[Reading passage]:
++++++++++
Suffering from various types of disadvantages, the British ethnic minorities, and notably, the second and third generations, demanded citizenship rights with specific multicultural sensitivities. Ethnic minorities have been suffering from what is generally perceived as “institutional racism” which was spectacularly detected in the notorious case of the police investigation and conduct in response to the murder of the black teenager, Stephen Lawrence. Based on the behavior of the Metropolitan Police Service (MPS), William Macpherson defined the concept of institutional racism as:
The collective failure of an organisation to provide an appropriate and professional service to people because of their colour, culture, or ethnic origin. It can be seen or detected in processes, attitudes, and behaviour which amount to discrimination through unwitting prejudice, ignorance, thoughtlessness and racist stereotyping which disadvantage minority ethnic people. (Macpherson, 1999, p. 28)
The Macpherson Report was produced in 1999 and affirmed the ethnic fears of a biased and institutionally racist government. Such incidence had a cumulative effect on the behavior of ethnic minorities’ teenagers who went violent.
++++++++++
[Given data]:
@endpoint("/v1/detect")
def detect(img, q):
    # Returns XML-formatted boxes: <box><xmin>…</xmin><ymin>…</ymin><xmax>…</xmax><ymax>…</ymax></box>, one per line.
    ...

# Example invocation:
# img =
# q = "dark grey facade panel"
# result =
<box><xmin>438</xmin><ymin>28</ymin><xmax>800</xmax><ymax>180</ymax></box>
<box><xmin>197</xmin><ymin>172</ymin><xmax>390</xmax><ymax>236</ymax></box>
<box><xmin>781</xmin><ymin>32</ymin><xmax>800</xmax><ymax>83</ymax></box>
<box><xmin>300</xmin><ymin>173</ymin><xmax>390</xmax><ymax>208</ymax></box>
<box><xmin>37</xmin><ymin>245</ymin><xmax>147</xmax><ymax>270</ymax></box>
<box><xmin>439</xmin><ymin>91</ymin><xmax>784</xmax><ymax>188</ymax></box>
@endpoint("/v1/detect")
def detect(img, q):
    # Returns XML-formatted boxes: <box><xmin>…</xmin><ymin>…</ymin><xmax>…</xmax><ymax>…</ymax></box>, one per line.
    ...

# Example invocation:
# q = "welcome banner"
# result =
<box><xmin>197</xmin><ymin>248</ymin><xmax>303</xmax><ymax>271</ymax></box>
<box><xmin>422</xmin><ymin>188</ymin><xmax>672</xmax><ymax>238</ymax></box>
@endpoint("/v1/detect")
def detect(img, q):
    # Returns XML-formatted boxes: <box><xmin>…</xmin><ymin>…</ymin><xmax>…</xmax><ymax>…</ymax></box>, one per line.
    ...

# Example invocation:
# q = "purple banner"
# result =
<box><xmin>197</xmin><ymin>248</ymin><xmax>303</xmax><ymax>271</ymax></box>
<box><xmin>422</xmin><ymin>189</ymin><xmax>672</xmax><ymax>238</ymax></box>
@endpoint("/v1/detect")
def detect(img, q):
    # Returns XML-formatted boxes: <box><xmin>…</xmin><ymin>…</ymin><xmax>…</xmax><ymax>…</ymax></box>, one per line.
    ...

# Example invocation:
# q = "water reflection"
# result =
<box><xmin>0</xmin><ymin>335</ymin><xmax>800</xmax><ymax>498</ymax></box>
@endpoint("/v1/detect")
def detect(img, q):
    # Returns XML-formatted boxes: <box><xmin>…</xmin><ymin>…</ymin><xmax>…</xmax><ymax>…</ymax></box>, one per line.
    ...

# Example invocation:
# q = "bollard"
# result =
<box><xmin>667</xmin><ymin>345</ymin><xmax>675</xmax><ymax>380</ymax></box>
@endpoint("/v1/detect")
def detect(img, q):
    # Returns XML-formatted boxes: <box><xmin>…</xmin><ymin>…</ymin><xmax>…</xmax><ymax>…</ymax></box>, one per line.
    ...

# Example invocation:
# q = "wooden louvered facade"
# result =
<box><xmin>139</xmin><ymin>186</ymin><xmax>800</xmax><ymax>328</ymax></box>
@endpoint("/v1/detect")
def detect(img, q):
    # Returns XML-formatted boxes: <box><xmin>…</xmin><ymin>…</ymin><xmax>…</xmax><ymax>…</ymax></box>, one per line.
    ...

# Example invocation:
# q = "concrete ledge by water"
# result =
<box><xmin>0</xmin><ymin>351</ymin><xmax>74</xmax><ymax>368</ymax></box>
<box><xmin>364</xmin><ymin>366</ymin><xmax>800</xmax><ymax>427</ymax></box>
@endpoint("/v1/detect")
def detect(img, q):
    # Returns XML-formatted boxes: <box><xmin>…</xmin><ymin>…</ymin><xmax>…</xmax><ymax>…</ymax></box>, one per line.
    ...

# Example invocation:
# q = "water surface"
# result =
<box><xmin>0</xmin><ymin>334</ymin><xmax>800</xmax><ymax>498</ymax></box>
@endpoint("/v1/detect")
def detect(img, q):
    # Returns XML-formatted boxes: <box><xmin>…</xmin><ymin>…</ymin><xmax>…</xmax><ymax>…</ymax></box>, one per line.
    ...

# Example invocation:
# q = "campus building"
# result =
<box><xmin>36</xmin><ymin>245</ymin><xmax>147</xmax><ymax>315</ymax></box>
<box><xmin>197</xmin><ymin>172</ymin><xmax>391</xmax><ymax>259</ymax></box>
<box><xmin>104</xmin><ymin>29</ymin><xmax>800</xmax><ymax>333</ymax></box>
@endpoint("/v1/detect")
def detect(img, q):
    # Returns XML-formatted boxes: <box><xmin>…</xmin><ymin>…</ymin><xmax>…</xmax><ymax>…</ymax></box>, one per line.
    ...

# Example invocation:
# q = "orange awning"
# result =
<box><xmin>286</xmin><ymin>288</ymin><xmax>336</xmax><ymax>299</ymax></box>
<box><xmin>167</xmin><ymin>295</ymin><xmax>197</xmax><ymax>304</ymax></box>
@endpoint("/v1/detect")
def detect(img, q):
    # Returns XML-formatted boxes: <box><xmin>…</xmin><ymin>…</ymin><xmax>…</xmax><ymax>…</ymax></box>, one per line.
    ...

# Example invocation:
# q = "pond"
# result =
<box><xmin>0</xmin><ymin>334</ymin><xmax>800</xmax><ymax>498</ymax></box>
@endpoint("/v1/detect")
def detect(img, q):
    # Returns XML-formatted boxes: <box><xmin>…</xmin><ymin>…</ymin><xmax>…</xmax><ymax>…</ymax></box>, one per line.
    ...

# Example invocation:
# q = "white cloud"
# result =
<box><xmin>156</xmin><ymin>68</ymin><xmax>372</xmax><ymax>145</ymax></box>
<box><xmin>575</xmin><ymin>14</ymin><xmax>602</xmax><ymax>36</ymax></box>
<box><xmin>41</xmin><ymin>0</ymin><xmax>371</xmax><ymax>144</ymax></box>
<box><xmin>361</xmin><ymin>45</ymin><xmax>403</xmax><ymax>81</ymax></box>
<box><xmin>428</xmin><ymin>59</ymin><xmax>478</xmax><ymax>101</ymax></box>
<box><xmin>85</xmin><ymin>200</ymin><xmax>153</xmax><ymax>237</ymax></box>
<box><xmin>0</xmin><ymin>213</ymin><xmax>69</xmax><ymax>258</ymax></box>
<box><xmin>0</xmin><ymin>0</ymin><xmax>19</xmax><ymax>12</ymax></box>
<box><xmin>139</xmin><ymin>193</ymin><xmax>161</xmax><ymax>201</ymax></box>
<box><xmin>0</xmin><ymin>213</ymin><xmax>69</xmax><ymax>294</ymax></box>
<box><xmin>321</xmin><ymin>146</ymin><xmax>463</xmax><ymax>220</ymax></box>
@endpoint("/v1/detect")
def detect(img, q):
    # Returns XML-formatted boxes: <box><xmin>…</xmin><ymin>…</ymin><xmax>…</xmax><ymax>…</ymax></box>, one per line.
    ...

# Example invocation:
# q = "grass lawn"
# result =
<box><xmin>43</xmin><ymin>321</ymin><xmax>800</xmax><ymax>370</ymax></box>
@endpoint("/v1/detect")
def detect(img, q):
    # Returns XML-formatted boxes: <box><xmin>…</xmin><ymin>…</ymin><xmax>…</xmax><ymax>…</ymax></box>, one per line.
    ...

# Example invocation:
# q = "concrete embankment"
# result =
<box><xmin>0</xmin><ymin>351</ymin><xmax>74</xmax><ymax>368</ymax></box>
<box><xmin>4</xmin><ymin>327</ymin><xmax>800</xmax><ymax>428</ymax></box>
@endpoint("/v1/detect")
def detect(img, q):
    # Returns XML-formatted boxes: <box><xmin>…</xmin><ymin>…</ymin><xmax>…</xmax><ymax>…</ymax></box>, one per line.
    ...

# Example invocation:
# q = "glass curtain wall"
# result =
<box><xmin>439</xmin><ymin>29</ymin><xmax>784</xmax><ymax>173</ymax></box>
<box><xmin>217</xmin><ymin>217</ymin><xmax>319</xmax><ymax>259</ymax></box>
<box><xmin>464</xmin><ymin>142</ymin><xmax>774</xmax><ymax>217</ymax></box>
++++++++++
[The task]:
In the passage on institutional racism, whose conduct was William Macpherson's definition of institutional racism based on?

[Correct result]:
The Metropolitan Police Service (MPS).